§ **WHAT TO DO**
Using the school description, decide whether each statement agrees with it: (a) The Intermediate School covers 3rd and 4th grade. (b) The Lower School is on the main campus. (c) The main campus has three gymnasiums. Answer yes or no for each and quote the deciding words.

St. Paul's Episcopal School is an independent, parochial, co-educational Christian preparatory school in Mobile, Alabama.

Description
The school has a four-level structure: the Lower School (Pre-K through 2nd grade), the Intermediate School (3rd grade and 4th grade), the Middle School (5th grade through 8th grade), and the Upper School (9th grade through 12th grade).

The main campus houses the Intermediate School, Middle School, and Upper School grade-levels. The main building, off Dogwood Lane, can be found on "The Horseshoe." "The Horseshoe" is a looping driveway that surrounds Saints' Square, a memorial-square and common meeting place on the school's campus. Also located on the main campus are buildings containing 85 classrooms, auxiliary buildings, two gymnasiums, a football field and track, a baseball field, a softball field, multiple practice fields, and a cafeteria.

The Lower School campus is separate from the school's main campus and can be found 0.4 miles down Old Shell Road at the same location as the church associated with the school.

Location identification listing:

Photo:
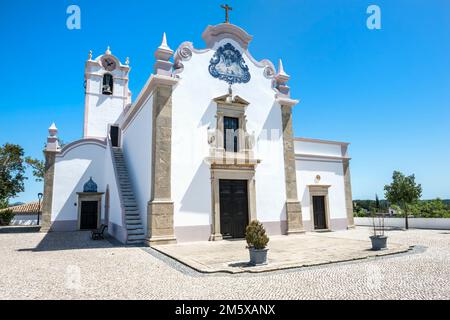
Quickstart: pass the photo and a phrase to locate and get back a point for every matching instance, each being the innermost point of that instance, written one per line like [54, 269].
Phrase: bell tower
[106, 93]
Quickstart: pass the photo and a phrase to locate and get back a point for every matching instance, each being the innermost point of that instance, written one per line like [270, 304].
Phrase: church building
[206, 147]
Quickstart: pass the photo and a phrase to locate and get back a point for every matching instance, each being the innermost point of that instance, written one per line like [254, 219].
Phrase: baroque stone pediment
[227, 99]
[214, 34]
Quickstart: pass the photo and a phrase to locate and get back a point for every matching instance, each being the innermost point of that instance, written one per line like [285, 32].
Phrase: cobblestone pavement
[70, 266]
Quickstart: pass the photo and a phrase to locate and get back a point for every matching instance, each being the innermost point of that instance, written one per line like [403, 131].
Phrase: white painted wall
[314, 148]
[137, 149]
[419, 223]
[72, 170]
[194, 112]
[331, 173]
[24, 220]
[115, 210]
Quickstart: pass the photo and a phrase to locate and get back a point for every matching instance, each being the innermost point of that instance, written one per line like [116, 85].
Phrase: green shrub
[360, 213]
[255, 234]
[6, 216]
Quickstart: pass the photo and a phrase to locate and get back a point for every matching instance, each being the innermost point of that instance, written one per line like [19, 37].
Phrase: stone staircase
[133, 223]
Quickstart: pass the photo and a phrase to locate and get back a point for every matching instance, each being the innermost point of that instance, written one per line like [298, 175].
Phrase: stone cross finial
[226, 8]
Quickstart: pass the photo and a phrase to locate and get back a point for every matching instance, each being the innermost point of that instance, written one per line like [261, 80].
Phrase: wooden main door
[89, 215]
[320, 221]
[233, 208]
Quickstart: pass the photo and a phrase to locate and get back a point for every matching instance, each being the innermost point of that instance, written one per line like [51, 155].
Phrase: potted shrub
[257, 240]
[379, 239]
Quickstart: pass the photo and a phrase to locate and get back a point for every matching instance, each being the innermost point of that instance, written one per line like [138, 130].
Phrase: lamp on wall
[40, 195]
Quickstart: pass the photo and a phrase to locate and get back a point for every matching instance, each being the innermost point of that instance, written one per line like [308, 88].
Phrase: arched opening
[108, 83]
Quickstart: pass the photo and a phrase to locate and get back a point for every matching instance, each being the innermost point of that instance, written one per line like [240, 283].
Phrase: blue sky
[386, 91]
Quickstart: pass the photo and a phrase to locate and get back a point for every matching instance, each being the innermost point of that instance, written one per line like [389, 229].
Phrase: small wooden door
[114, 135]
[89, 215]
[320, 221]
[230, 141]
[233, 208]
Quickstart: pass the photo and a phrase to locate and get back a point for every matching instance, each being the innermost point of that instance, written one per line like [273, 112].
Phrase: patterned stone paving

§ **THE RESULT**
(a) Yes: "the Intermediate School (3rd grade and 4th grade)"
(b) No: "The Lower School campus is separate from the school's main campus"
(c) No: "two gymnasiums"